→ WORK REQUIRED:
Which of the lines below contain the word "branch"? Find them and copy each one.

→ RECORDS TO USE:

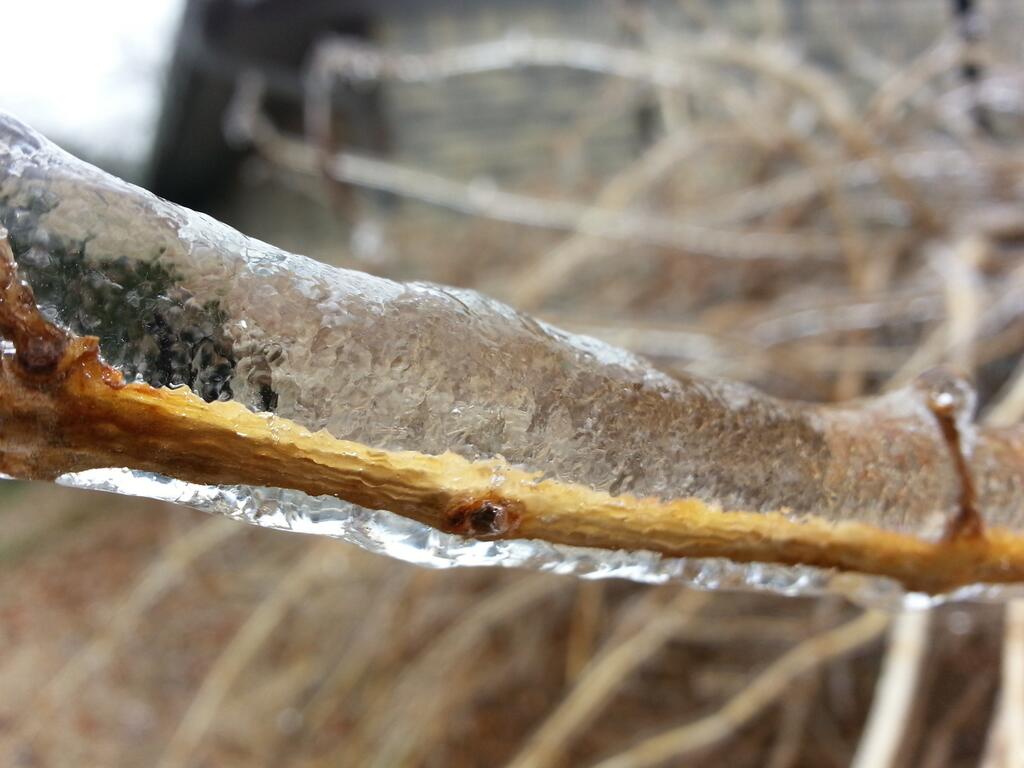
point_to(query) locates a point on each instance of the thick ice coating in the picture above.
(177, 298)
* * *
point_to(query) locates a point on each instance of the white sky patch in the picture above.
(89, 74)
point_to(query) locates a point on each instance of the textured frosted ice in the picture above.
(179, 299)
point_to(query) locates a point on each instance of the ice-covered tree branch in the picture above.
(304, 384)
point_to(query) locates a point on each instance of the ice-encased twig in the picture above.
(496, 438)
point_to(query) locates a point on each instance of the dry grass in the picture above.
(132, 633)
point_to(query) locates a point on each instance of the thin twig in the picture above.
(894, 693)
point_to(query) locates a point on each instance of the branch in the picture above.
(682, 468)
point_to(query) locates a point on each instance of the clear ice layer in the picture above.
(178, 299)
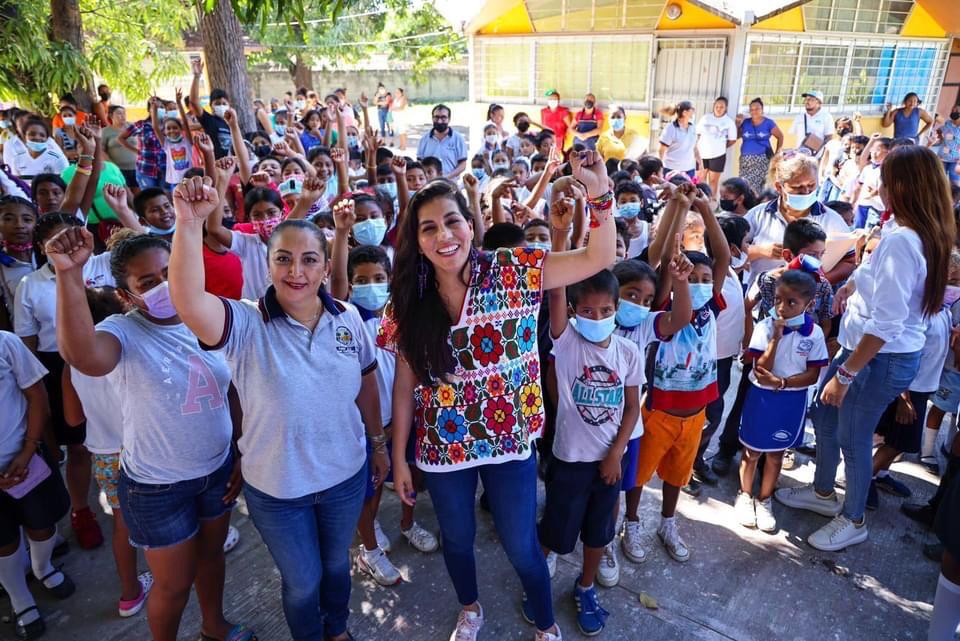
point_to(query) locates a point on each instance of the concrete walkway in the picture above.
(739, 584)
---
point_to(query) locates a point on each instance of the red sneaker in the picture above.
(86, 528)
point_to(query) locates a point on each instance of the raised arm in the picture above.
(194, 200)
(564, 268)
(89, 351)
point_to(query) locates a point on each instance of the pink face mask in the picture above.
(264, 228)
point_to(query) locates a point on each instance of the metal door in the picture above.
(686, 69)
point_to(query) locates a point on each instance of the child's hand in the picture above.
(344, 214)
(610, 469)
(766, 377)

→ TASK RESULT:
point_to(query) locates a point on each instance of the ice-covered tree branch in the picture above.
point_to(query) locates a point on each instance of the branch in the picture above.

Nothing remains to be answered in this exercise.